:: DO THIS ::
Reproduce all the items below, switching "car wheel" to "vehicle wheel" wherever it appears and leaving everything else unchanged.

(Data listing)
········

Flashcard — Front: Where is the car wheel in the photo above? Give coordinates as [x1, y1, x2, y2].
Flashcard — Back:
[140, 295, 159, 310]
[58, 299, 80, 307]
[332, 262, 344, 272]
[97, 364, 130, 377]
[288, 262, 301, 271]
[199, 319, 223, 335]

········

:: ANSWER TO THE TASK ::
Flashcard — Front: Where is the vehicle wheel in the photo above? Give coordinates as [x1, y1, x2, y2].
Flashcard — Back:
[140, 295, 159, 310]
[58, 299, 80, 307]
[332, 262, 344, 272]
[97, 364, 130, 377]
[288, 262, 301, 271]
[199, 319, 223, 335]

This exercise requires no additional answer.